━━━━━ Provided information

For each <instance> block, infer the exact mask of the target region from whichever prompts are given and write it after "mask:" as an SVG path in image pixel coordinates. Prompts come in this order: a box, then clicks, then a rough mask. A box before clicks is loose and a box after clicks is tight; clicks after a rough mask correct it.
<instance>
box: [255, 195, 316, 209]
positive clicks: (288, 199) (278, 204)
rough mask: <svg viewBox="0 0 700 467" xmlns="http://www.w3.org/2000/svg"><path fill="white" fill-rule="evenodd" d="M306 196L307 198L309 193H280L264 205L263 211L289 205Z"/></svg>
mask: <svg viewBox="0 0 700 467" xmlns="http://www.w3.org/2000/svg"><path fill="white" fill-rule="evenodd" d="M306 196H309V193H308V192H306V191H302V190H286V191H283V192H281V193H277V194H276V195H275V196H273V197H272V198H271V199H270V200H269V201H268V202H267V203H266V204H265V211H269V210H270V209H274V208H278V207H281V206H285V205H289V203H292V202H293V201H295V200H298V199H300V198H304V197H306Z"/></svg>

━━━━━━━━━━

**Problem details**
Rewrite every line of the material above as a Markdown table with the columns "Row" and "Line". Put the row number in "Row" and the text of that line in "Line", and leave out blank lines.

**Problem solution**
| Row | Line |
|---|---|
| 1 | For each <instance> block, infer the exact mask of the target region from whichever prompts are given and write it after "mask:" as an SVG path in image pixel coordinates. Prompts come in this order: a box, then clicks, then a rough mask. A box before clicks is loose and a box after clicks is tight; clicks after a rough mask correct it. |
| 2 | <instance> |
| 3 | box: [255, 195, 316, 209] |
| 4 | positive clicks: (288, 199) (278, 204) |
| 5 | rough mask: <svg viewBox="0 0 700 467" xmlns="http://www.w3.org/2000/svg"><path fill="white" fill-rule="evenodd" d="M306 196L307 198L309 193H280L264 205L263 211L289 205Z"/></svg> |
| 6 | mask: <svg viewBox="0 0 700 467" xmlns="http://www.w3.org/2000/svg"><path fill="white" fill-rule="evenodd" d="M306 196H309V193H308V192H306V191H302V190H286V191H283V192H281V193H277V194H276V195H275V196H273V197H272V198H271V199H270V200H269V201H268V202H267V203H266V204H265V211H269V210H270V209H274V208H278V207H281V206H285V205H289V203H292V202H293V201H295V200H298V199H300V198H304V197H306Z"/></svg> |